> [Exercise requirements]:
Set down the material below verbatim, from its first line through the line that contains "POLYGON ((207 101, 206", including both ends, and leave the pictures out.

> [Input data]:
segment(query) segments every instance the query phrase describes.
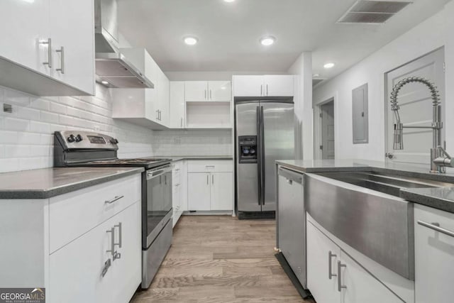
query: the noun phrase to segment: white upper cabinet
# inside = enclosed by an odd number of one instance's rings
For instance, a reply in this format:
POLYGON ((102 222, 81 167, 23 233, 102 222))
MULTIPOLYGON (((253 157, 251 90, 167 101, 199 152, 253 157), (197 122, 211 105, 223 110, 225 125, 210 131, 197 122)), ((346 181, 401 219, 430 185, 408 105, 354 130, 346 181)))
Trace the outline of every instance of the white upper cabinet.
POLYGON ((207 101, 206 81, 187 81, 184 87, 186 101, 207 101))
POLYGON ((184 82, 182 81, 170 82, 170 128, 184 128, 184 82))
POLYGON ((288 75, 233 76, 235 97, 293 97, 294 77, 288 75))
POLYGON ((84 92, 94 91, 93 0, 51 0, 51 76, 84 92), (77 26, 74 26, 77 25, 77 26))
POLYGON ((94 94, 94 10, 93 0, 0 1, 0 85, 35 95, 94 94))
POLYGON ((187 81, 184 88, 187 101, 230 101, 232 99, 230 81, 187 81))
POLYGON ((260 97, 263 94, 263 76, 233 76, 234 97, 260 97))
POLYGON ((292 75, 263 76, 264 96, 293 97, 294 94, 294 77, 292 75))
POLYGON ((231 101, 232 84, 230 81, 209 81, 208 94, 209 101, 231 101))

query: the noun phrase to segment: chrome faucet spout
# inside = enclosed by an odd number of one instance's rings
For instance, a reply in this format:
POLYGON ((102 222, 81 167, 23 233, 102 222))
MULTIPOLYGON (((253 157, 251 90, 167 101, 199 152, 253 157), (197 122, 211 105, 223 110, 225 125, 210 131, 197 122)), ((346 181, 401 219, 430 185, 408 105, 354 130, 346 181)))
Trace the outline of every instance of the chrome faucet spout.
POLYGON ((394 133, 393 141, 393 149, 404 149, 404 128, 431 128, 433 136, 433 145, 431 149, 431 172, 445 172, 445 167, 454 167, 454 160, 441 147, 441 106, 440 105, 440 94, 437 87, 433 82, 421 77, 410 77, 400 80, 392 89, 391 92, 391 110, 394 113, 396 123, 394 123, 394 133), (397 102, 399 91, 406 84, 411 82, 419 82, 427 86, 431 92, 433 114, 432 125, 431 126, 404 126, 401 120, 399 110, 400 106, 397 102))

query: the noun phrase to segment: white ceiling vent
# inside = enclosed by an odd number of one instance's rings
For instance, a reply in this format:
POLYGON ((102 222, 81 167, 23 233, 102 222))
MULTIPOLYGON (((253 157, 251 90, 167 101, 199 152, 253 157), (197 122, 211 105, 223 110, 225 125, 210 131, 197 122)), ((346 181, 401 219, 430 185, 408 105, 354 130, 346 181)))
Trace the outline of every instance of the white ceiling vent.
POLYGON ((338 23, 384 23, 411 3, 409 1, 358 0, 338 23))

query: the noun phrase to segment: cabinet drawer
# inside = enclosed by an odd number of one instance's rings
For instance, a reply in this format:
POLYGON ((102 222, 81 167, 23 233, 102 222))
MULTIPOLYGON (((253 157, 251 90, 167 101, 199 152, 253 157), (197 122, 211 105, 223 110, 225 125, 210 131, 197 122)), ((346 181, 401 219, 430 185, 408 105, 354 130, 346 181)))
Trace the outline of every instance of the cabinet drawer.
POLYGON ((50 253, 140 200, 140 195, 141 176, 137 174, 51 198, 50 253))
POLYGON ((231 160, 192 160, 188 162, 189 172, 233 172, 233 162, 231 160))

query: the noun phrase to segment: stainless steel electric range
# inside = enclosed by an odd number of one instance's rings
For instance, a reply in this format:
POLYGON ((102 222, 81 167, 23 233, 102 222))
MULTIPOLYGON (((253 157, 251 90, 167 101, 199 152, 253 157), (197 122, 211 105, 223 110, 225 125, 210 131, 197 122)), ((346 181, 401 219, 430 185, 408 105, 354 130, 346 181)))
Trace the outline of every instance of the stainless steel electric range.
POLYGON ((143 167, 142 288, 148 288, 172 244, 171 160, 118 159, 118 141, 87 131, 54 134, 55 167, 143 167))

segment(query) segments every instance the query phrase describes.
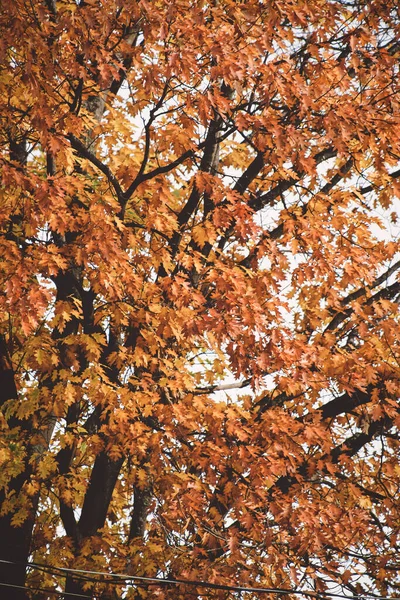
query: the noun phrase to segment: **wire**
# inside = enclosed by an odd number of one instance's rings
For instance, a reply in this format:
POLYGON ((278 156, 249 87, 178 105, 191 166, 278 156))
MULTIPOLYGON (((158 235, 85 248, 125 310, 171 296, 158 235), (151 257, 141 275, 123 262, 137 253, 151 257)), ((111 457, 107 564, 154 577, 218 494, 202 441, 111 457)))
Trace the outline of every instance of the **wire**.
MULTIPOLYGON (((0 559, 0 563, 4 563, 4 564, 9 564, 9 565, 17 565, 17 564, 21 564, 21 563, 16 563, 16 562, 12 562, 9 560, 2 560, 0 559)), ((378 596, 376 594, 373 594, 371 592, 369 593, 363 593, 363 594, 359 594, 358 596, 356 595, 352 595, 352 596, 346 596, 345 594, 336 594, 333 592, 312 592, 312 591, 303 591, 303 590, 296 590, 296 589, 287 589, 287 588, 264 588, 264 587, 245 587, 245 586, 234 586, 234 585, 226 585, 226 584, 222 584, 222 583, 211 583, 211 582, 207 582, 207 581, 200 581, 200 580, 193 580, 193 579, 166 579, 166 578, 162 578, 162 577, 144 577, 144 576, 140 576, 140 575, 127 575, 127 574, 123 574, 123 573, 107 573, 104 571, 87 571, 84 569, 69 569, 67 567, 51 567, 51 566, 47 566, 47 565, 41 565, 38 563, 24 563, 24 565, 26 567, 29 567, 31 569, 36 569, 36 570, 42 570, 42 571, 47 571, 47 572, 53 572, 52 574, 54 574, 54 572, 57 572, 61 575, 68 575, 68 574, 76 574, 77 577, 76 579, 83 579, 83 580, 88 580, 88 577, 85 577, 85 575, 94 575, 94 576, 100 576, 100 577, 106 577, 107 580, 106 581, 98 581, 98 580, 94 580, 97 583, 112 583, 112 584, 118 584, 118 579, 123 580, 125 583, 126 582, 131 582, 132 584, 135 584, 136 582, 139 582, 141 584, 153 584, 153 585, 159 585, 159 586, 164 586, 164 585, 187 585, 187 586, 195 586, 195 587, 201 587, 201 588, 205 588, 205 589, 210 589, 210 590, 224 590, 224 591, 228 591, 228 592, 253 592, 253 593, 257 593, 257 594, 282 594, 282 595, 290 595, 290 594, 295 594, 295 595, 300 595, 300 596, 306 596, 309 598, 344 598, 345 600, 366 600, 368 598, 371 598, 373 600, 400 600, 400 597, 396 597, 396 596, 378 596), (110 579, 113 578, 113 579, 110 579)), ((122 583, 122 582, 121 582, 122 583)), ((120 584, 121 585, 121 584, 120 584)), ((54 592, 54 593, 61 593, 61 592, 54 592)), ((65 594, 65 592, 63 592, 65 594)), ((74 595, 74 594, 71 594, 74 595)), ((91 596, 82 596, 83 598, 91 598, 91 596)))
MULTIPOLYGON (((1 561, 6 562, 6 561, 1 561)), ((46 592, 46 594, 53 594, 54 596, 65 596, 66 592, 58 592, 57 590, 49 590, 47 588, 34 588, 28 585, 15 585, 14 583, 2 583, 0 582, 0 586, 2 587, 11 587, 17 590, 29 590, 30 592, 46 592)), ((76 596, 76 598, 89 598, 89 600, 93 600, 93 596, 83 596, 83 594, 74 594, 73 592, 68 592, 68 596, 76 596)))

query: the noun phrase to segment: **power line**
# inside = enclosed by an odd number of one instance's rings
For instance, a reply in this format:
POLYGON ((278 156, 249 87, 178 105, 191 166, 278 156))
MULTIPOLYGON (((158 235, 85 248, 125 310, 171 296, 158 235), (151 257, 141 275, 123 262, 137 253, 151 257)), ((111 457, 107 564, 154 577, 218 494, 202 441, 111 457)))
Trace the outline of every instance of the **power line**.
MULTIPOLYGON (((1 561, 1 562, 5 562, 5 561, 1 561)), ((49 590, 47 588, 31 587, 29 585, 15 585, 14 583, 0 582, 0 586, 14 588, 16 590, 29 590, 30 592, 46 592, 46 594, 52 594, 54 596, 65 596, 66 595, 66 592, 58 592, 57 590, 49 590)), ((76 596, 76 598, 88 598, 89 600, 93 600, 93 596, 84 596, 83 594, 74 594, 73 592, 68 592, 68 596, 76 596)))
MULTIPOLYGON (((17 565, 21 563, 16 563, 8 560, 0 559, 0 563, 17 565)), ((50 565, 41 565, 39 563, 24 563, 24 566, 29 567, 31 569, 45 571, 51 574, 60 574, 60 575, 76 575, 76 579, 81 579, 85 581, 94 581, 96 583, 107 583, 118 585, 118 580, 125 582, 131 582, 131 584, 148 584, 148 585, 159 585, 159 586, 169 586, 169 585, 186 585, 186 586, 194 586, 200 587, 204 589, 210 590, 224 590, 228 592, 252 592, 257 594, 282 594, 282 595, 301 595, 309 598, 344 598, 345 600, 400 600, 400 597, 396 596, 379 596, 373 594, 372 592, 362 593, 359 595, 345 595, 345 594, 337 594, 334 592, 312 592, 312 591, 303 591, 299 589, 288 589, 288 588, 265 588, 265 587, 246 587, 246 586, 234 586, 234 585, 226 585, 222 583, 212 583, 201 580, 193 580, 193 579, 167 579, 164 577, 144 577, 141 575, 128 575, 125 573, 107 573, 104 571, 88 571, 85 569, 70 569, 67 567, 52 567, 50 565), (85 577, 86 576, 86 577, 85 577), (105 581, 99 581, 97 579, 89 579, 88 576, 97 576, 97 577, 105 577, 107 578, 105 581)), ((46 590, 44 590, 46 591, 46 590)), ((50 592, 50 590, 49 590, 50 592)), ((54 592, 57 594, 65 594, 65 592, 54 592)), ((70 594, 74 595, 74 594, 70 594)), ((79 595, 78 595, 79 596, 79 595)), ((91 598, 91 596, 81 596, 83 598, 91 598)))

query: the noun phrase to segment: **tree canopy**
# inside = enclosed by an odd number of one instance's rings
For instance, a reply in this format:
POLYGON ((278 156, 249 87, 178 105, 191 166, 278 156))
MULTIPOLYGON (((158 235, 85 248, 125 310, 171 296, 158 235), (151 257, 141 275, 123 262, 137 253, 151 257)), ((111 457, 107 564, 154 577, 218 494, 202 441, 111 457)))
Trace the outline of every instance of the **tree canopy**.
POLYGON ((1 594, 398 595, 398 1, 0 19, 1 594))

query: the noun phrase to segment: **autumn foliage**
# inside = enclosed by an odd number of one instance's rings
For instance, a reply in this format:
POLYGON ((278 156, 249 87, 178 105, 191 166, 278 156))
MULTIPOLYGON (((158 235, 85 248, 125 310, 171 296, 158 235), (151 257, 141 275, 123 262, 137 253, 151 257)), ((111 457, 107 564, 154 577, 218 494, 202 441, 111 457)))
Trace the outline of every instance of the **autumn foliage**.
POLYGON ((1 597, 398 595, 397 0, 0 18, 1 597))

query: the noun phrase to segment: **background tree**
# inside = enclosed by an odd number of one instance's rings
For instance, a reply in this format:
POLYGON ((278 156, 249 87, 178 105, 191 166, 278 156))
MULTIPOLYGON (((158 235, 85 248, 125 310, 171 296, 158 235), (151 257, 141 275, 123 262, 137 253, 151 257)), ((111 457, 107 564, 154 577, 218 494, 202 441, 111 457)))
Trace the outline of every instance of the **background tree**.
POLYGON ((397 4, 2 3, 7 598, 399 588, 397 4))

> [Expected answer]:
segment(query) segments every instance the query phrase describes.
query: the noun phrase to segment: white upper cabinet
# inside = enclosed by an odd number of one instance's rings
For instance, a reply in this format:
POLYGON ((102 222, 81 167, 23 233, 102 222))
MULTIPOLYGON (((253 157, 251 90, 167 101, 199 152, 253 157), (197 122, 211 105, 223 110, 225 125, 210 131, 197 122)), ((346 181, 401 219, 430 185, 408 105, 354 130, 346 181)))
Trace the outline of every instance of the white upper cabinet.
POLYGON ((207 101, 206 81, 187 81, 184 87, 186 101, 207 101))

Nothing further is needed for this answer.